Pictures aside, return all of the records exactly as they stand.

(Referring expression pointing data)
• • •

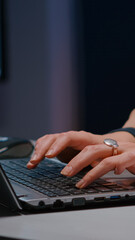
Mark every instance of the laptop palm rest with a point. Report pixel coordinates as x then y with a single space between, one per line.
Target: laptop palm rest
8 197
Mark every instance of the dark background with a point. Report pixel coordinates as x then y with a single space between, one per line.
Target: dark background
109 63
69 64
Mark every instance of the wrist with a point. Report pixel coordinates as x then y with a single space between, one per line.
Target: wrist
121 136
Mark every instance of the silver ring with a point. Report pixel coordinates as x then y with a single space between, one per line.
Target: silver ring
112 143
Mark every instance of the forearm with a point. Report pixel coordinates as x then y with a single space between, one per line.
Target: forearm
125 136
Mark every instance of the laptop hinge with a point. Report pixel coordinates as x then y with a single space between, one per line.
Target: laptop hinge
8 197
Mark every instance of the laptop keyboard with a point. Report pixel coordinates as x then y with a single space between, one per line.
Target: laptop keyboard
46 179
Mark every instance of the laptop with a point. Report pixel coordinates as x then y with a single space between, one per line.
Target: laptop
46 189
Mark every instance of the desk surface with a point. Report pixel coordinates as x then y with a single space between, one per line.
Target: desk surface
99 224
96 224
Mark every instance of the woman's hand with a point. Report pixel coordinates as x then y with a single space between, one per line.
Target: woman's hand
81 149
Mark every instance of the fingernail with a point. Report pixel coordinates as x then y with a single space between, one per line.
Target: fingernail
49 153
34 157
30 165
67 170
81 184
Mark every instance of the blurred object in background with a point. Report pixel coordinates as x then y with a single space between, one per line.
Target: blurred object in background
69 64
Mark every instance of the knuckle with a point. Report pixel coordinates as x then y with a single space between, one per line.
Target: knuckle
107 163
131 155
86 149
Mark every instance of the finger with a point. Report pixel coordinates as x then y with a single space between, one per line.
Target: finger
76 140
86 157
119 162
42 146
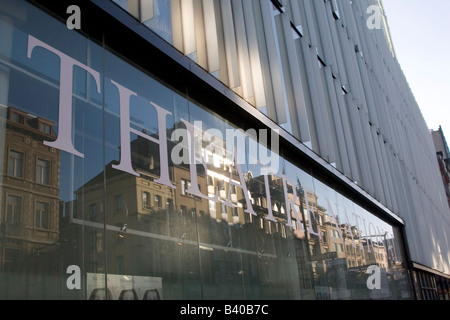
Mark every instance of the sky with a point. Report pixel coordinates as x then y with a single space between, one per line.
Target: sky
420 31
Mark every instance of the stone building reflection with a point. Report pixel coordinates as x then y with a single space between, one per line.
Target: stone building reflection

• • •

◆ **Solution to the exercise**:
Mark every instance of the laptop palm rest with a point. Report pixel coordinates as x then y with a single space between, one per line.
Target: laptop palm rest
8 197
Mark every instance of the dark background with a point. Report pixel coordinates as x then y with a single space between, one per line.
Target: dark background
109 63
69 64
Mark every instance of the wrist with a point. Report pixel coordinates as x then y with a single space between, one per line.
Target: wrist
121 136
Mark every instance of the silver ring with a point. Report pixel coordinates as x then y with a single space between, one per line.
Target: silver ring
112 143
Mark every instance of the forearm with a point. Report pixel coordinates as x then y with a single space between, one per line.
Target: forearm
125 136
Mark every instance of the laptop hinge with a point. Report pixel coordinates as x then y with a single space between, one per line.
Target: laptop hinge
8 197
Mark every instance of the laptop keyboard with a point. Report pixel coordinates as x then y with a single space between, one per line.
Target: laptop keyboard
46 179
Mark every instance of the laptop with a point. Report pixel coordinates as x then y with a single space between, one per line.
Target: laptop
46 189
Mark every instance of the desk surface with a point. Report pixel coordinates as x then y with a single space between, one per line.
Target: desk surface
99 224
96 224
Mark every instance of the woman's hand with a point. Report pixel coordinates as x then y with a single space between, one per line.
Target: woman's hand
81 149
Mark every instance of the fingernail with a point. Report pixel coordinates as x then y with a single space between, one per line.
Target: fingernail
49 153
34 157
30 165
67 170
81 184
Mark every instance of the blurred object in background with a point. Report pixel coordinates as x then y with a single space between, one per line.
Target: blurred object in background
69 64
Mark every instance of the knuckle with a point. Report pixel coordinates as x then y with a single space between, one per line.
Target: knuckle
107 163
131 155
86 149
Mark every instance of the finger with a point. Report pixel coordinates as x then y with a single space between, one per line.
Target: finger
76 140
86 157
119 162
42 146
Mark every instance of the sky with a point. Report pixel coordinates as x then y with a single space between, one per line.
Target: sky
420 31
Mark every instance of the stone building reflection with a point. Report pixel coordinates as x then y with a single space between, one per line.
Target: stone building reflection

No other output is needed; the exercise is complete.